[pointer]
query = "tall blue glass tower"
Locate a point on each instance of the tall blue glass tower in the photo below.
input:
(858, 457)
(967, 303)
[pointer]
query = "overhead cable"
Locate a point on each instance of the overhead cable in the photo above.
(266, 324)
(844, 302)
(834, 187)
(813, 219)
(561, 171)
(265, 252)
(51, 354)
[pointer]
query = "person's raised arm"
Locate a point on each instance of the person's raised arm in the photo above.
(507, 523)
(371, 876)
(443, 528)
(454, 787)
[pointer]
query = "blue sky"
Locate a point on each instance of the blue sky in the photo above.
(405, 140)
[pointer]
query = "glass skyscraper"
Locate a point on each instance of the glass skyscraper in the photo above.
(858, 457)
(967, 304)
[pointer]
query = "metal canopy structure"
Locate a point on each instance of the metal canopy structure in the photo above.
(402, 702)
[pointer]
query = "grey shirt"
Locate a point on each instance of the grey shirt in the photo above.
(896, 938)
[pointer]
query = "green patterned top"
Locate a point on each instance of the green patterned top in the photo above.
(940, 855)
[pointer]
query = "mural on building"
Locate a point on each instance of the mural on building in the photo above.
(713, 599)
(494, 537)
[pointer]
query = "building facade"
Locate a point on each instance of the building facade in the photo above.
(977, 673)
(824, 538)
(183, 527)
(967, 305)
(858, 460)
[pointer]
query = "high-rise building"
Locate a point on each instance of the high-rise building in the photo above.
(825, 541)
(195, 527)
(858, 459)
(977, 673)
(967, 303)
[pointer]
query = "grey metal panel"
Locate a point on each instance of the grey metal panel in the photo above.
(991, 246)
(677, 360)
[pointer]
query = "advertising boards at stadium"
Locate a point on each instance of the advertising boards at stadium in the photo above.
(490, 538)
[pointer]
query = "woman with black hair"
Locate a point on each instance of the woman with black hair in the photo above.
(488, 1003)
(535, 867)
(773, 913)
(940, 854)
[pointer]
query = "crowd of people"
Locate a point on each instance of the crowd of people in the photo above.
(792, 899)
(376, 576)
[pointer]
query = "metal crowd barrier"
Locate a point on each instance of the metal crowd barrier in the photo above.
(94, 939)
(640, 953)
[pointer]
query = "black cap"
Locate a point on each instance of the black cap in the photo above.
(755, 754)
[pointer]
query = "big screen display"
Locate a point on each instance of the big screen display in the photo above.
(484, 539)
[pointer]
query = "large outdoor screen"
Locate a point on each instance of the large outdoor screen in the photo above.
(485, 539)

**What you are asked to do**
Where a line in the records above contains the string "tower", return that line.

**Task result**
query = "tall blue glass tower"
Locate a point on each instance of the tall blue glass tower in the photo below.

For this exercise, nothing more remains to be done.